▶ [Task prompt]
Every entry must reappear in your answer exactly as written, though its pictures must not.

▶ [Data section]
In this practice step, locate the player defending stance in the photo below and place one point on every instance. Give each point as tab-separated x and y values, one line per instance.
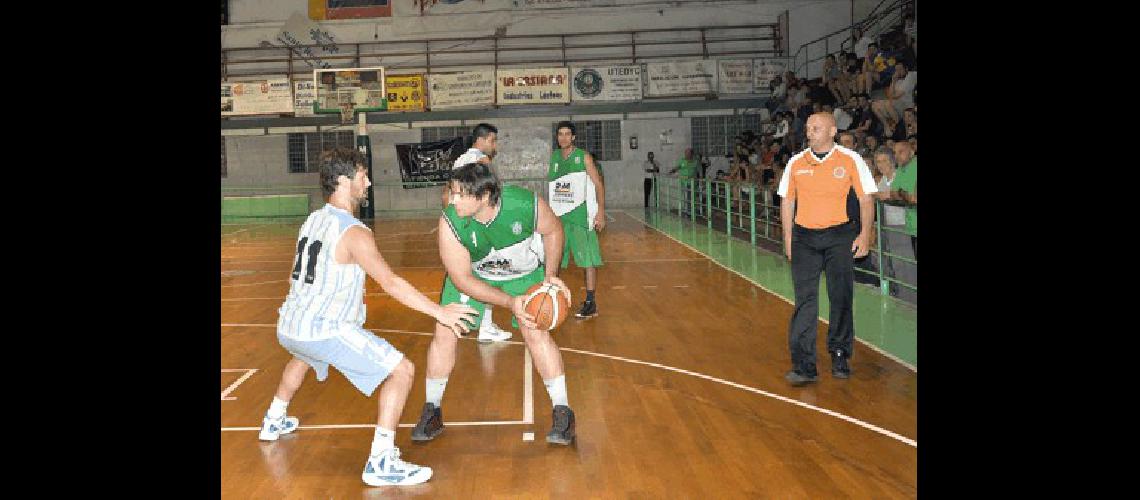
577	197
322	318
482	149
486	242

▶ [Answer section]
In this practice step, locate the player defending stance in the photo below and place one point on every instance. Give each point as tab-separated x and y values, one line per instance.
577	197
322	318
482	149
486	242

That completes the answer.